*ACTIVITY*:
For the entries below, the expected answer is the line with "box: [270, 196, 288, 203]", the line with "45L12 39L0 38V151L15", and every line between them, exactly as written, and nothing more.

-- Opening Marker --

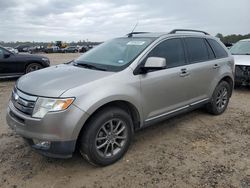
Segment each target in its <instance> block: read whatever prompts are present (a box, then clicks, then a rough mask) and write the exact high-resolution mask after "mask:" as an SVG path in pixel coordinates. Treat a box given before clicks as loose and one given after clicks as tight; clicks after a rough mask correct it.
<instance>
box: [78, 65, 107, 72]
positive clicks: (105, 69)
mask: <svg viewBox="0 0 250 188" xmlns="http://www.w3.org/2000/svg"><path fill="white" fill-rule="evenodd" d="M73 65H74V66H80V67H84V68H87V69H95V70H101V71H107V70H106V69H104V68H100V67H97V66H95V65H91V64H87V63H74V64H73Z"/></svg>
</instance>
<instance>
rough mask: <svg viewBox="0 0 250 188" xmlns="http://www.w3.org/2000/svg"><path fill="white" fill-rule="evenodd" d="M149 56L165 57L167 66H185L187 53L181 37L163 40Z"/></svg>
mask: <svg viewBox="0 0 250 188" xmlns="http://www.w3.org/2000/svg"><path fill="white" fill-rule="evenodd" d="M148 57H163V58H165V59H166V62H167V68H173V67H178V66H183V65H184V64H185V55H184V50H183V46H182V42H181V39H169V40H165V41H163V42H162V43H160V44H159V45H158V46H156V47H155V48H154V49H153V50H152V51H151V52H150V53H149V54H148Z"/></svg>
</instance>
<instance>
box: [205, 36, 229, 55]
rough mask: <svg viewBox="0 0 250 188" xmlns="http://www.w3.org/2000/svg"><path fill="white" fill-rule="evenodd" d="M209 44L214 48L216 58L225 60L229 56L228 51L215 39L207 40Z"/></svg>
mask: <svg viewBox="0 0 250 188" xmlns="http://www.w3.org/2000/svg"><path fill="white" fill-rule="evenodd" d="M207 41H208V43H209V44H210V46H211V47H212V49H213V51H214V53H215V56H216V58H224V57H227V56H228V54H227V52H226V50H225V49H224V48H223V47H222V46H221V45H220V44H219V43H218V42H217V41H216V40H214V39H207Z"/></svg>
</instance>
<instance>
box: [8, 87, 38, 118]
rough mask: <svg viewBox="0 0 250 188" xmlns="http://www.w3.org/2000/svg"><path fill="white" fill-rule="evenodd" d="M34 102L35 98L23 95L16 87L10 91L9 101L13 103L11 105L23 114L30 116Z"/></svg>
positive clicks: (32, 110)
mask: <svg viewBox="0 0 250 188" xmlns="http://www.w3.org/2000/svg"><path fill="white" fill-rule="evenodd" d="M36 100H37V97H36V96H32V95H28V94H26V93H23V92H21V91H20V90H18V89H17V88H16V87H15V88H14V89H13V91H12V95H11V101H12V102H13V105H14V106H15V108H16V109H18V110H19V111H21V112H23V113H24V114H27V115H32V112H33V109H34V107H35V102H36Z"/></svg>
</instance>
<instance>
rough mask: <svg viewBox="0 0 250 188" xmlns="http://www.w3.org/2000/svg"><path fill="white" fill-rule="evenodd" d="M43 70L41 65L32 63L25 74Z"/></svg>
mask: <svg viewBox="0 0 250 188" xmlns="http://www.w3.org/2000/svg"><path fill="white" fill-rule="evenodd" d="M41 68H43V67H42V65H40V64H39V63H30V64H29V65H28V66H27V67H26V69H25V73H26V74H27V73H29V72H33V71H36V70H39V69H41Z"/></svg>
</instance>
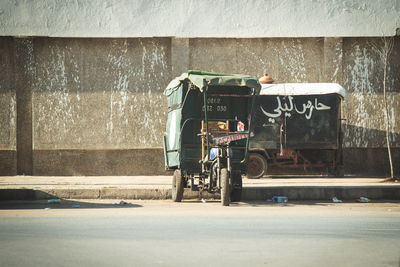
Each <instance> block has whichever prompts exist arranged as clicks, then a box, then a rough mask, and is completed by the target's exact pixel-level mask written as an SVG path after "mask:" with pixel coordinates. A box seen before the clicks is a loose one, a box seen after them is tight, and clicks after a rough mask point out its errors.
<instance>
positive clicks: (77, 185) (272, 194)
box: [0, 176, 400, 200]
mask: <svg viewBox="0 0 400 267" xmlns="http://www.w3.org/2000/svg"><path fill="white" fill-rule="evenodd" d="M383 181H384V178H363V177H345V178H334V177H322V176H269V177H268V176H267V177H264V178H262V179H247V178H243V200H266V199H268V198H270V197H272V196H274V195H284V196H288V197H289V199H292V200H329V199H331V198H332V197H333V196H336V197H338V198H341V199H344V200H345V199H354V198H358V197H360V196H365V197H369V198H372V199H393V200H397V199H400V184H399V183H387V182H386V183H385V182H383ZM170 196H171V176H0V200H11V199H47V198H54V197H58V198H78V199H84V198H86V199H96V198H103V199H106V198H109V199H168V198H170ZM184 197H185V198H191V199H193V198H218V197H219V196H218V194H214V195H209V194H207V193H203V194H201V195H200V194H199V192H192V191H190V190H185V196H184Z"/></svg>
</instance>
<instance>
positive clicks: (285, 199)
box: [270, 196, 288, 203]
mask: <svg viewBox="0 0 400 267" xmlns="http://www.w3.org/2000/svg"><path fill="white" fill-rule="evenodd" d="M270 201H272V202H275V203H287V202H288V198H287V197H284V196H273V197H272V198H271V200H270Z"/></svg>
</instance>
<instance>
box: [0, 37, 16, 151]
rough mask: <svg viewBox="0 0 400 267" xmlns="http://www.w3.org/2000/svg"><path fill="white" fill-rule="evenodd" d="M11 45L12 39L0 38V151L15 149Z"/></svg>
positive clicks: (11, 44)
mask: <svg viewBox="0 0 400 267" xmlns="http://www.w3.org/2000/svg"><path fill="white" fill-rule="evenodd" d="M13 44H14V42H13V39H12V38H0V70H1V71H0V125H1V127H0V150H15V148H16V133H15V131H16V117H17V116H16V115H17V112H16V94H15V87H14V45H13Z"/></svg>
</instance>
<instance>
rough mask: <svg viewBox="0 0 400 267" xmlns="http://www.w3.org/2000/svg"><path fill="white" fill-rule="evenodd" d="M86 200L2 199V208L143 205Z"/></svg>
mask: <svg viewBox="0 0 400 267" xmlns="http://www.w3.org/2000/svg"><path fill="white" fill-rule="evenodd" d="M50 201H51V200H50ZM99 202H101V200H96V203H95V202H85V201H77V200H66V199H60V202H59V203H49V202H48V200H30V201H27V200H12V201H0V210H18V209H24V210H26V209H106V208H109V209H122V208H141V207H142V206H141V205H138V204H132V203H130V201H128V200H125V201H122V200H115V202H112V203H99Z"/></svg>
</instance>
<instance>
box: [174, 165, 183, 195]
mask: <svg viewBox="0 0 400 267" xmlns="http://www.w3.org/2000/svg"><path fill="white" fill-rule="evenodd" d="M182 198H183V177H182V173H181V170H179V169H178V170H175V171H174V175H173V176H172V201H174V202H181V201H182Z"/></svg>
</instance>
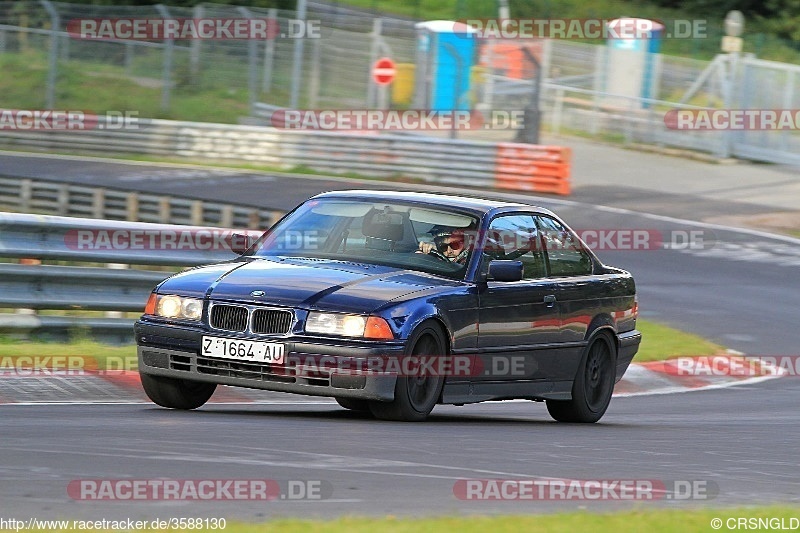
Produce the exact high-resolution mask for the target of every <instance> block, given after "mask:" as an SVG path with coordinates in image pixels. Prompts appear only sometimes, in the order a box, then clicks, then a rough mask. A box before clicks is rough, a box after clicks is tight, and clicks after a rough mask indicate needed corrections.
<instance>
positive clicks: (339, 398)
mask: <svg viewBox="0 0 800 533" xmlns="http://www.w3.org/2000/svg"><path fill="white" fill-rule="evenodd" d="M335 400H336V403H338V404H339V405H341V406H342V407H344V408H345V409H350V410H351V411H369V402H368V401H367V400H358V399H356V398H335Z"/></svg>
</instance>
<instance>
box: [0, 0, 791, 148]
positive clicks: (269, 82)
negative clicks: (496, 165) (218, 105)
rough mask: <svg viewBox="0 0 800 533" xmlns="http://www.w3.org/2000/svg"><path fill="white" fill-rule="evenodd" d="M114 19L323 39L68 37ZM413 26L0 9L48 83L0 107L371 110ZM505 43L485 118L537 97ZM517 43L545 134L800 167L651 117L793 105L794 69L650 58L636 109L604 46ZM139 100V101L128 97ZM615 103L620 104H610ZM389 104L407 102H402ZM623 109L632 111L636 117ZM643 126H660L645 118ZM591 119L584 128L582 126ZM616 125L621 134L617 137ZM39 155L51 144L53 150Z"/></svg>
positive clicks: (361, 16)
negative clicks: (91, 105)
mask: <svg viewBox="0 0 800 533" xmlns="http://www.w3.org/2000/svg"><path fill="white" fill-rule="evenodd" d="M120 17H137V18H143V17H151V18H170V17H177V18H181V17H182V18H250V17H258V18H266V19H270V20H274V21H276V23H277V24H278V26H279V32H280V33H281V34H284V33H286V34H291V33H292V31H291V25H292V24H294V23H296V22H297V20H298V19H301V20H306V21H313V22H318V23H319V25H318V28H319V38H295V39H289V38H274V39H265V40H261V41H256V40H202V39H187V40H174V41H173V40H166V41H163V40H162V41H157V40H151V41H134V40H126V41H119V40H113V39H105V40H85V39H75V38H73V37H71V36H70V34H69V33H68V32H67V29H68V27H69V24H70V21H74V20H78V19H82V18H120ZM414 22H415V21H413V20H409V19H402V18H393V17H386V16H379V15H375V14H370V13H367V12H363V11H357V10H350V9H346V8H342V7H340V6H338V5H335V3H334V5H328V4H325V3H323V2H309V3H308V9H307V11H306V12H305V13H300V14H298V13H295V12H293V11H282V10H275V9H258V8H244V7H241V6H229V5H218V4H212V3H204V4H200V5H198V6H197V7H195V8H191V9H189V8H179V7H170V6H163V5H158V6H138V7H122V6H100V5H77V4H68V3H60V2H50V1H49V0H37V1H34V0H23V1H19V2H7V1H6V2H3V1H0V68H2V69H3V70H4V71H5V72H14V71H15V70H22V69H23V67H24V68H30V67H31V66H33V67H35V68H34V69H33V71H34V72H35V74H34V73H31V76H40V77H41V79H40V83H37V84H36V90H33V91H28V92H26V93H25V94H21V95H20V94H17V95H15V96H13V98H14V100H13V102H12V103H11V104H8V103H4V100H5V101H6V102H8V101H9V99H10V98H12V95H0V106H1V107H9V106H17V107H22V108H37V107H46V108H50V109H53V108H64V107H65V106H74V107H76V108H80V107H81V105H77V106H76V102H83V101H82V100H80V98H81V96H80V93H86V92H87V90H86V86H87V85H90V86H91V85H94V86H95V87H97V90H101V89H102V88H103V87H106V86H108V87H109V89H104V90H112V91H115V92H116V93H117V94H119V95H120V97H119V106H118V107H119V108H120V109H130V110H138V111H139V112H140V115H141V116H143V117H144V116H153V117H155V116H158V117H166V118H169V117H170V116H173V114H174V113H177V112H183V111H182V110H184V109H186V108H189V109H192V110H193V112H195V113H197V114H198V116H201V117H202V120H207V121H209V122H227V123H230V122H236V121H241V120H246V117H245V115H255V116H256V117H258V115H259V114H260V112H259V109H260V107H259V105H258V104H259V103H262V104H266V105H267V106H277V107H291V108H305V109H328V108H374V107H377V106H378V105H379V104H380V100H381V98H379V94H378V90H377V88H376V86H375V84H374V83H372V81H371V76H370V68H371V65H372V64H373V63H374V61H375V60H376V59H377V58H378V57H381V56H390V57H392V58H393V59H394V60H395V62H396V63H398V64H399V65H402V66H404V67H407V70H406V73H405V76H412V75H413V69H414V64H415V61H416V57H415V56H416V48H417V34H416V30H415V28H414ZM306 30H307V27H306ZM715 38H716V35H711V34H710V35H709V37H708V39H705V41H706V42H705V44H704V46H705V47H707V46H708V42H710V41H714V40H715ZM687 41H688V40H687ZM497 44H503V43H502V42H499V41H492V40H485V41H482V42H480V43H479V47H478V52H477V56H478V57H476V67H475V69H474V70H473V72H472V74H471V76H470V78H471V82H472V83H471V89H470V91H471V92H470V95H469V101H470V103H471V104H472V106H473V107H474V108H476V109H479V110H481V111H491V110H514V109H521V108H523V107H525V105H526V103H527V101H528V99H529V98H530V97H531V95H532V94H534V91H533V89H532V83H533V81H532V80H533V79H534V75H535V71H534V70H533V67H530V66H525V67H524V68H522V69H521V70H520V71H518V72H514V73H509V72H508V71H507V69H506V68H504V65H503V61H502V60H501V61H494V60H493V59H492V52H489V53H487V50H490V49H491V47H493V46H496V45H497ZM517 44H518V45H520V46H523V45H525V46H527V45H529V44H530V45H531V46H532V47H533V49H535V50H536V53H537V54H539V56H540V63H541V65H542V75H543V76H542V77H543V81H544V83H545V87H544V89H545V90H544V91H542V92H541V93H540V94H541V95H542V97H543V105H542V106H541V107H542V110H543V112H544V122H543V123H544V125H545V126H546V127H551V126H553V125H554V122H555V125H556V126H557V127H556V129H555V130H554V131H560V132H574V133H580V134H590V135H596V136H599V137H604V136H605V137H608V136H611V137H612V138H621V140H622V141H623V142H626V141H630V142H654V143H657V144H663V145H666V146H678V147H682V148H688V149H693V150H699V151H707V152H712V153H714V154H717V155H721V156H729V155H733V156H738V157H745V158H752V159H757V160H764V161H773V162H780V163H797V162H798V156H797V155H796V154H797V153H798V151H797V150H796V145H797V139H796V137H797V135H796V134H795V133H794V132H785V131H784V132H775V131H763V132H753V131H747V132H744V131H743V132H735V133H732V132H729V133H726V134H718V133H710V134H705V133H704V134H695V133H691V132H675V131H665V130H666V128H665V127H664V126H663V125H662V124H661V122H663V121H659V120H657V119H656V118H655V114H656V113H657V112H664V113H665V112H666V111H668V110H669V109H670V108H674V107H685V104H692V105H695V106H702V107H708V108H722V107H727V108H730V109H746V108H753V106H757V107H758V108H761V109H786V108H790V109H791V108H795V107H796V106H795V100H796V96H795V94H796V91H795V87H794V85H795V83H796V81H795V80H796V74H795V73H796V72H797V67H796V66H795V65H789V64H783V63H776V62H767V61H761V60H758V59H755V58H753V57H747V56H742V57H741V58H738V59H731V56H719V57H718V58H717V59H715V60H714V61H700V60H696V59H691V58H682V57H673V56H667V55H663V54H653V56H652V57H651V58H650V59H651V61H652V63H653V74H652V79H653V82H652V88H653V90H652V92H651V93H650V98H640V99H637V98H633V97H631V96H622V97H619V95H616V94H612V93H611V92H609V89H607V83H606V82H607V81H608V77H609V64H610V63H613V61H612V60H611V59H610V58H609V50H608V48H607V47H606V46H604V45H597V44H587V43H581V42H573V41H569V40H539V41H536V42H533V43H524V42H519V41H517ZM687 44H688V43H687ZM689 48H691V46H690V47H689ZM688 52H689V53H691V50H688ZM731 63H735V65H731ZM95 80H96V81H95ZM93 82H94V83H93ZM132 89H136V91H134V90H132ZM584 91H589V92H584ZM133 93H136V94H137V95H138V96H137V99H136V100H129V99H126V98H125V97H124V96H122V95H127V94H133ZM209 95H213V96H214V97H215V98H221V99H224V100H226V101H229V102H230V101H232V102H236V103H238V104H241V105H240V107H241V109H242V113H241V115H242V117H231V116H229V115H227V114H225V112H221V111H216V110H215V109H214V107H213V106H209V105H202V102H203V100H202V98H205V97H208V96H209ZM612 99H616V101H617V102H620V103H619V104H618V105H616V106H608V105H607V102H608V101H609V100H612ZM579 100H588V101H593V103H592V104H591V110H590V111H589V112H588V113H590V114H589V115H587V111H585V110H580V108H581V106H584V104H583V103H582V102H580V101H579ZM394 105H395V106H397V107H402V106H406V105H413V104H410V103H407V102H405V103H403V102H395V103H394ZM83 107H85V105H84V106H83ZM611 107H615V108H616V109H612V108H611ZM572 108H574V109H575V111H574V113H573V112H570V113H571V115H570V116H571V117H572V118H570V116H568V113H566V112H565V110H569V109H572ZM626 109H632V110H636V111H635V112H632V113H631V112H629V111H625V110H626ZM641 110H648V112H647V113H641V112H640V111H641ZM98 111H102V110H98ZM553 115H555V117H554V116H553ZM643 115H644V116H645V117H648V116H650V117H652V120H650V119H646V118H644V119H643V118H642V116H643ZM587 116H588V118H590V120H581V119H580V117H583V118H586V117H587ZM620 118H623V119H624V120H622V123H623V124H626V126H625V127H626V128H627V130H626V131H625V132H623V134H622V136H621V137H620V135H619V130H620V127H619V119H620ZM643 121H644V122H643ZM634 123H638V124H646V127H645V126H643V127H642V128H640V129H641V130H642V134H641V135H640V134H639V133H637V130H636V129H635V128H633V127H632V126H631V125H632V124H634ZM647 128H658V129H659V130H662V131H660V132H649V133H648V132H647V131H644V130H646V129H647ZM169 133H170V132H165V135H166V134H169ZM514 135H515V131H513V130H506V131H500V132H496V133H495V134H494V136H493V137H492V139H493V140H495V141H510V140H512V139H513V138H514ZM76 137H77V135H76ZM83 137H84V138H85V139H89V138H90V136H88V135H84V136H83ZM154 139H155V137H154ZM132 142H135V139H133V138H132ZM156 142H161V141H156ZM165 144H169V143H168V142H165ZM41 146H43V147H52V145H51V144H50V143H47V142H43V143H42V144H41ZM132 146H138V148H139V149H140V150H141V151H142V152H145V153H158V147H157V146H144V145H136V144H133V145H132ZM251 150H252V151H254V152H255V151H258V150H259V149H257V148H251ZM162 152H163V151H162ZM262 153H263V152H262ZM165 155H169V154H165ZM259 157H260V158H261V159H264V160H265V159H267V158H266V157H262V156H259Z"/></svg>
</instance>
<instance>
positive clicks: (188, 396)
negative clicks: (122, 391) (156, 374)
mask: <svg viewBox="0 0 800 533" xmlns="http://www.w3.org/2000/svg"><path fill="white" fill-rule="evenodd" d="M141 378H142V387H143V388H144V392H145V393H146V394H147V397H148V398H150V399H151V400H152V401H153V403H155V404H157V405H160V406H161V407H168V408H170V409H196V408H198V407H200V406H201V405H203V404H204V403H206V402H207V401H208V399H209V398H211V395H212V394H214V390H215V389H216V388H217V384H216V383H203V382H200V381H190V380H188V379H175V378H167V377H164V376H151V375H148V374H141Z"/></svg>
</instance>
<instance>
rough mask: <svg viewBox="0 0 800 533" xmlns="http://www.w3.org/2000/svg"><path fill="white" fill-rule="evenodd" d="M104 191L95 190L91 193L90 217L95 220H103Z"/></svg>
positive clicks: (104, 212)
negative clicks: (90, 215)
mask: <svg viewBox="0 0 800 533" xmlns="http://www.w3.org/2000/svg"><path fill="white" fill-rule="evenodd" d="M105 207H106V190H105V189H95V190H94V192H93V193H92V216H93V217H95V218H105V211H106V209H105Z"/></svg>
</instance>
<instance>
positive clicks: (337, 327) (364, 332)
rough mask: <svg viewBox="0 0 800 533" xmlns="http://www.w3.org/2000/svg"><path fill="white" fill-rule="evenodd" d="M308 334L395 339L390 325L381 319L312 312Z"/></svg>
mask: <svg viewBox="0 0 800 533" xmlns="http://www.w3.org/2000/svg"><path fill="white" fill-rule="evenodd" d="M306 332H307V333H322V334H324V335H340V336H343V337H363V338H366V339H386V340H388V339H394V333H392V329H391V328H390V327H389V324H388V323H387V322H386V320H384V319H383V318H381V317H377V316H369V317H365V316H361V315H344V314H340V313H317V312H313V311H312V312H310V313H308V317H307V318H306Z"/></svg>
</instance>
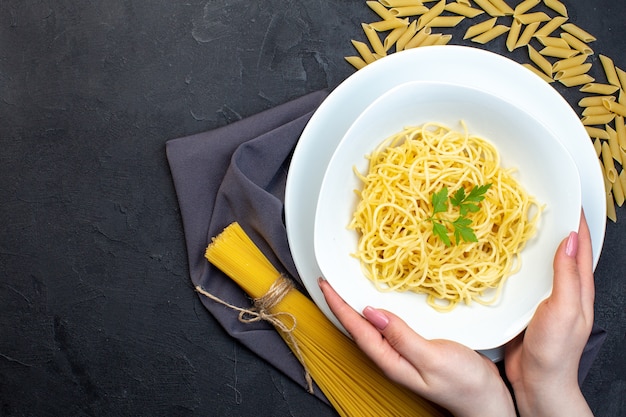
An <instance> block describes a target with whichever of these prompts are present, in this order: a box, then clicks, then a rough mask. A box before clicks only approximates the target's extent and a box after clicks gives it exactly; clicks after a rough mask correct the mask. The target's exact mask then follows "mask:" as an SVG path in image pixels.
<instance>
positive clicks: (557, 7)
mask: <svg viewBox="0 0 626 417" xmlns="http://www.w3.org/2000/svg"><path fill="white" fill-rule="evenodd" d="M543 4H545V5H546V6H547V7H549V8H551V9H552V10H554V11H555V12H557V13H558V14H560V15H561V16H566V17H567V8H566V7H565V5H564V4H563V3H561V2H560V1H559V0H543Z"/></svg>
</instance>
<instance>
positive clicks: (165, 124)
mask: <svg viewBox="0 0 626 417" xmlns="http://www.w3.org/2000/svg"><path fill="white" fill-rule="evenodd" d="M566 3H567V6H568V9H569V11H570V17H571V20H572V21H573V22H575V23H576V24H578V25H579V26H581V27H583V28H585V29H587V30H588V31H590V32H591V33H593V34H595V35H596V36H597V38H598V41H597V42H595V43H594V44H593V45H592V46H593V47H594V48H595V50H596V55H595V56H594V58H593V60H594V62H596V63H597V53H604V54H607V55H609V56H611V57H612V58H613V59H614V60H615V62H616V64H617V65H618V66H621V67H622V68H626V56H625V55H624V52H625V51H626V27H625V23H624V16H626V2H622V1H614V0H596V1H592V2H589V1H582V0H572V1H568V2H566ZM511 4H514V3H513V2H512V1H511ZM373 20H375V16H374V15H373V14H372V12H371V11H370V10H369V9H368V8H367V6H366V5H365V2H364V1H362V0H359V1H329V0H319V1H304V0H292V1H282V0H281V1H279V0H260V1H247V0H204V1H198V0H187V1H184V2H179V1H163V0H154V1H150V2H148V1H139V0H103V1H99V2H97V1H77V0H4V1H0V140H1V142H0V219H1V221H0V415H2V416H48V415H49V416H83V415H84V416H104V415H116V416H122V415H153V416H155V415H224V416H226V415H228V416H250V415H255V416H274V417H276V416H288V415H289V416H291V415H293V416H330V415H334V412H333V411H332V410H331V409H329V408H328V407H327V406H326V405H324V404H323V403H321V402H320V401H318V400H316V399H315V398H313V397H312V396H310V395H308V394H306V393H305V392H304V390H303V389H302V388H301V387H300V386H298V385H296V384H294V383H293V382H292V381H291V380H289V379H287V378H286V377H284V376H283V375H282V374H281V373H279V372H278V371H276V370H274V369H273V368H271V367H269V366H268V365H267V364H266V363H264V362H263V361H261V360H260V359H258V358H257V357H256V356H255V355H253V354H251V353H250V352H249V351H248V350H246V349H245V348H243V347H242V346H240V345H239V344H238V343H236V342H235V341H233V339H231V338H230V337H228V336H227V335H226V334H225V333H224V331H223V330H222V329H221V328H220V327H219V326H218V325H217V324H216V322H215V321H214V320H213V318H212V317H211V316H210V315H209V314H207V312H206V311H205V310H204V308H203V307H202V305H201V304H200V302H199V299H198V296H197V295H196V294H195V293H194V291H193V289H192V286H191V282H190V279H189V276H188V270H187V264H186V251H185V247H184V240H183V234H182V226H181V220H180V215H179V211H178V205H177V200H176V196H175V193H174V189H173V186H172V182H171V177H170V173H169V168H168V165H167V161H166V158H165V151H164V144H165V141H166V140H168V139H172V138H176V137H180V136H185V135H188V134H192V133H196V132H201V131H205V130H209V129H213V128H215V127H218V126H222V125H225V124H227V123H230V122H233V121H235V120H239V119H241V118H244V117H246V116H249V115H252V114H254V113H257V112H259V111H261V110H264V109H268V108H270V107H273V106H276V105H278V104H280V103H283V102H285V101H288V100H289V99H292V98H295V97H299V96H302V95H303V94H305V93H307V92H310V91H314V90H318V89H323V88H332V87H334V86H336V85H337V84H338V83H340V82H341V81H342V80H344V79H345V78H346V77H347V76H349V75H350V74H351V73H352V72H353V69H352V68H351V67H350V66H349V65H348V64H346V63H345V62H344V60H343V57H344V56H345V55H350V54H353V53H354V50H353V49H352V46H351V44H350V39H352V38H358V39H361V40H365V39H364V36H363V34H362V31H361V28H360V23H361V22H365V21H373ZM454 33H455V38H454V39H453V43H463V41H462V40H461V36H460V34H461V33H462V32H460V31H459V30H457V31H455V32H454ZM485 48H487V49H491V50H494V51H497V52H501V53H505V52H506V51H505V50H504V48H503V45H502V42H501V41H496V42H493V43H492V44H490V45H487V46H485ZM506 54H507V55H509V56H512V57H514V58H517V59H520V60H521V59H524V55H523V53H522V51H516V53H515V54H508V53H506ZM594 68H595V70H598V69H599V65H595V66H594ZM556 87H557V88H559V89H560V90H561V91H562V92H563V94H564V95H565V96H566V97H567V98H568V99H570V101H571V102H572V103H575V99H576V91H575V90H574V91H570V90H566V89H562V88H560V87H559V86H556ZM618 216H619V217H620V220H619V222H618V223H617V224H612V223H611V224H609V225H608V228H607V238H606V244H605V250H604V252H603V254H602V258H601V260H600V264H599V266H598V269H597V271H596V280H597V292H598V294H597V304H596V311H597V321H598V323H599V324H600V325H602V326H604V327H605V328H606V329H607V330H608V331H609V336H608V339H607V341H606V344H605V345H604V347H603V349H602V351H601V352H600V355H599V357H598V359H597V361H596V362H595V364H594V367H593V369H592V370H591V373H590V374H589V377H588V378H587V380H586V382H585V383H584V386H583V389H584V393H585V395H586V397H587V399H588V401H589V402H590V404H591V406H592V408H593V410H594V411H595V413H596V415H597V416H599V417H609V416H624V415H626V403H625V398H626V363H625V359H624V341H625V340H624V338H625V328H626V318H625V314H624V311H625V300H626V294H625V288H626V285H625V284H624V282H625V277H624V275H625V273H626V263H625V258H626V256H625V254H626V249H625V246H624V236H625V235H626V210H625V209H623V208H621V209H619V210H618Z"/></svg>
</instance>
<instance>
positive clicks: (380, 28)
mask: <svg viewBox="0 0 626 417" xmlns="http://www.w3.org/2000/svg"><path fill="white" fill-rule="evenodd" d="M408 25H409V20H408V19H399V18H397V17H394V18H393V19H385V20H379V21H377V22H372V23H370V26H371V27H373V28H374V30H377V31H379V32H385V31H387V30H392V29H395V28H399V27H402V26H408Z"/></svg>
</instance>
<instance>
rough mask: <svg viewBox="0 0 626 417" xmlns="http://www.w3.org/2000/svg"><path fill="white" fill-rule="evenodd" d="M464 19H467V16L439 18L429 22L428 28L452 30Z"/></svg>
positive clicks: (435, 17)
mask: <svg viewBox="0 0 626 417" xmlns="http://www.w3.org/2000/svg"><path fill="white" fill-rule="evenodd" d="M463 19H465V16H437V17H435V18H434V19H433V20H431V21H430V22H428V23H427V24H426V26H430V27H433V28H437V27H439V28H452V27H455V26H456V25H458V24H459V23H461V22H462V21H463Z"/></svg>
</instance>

-- Closing Marker --

*TASK OUTPUT*:
box: [270, 196, 288, 203]
mask: <svg viewBox="0 0 400 267" xmlns="http://www.w3.org/2000/svg"><path fill="white" fill-rule="evenodd" d="M270 201H272V202H275V203H287V202H288V198H287V197H284V196H273V197H272V198H271V200H270Z"/></svg>
</instance>
<instance>
box: [0, 37, 16, 151]
rough mask: <svg viewBox="0 0 400 267" xmlns="http://www.w3.org/2000/svg"><path fill="white" fill-rule="evenodd" d="M11 45L12 39L0 38V151L15 149Z"/></svg>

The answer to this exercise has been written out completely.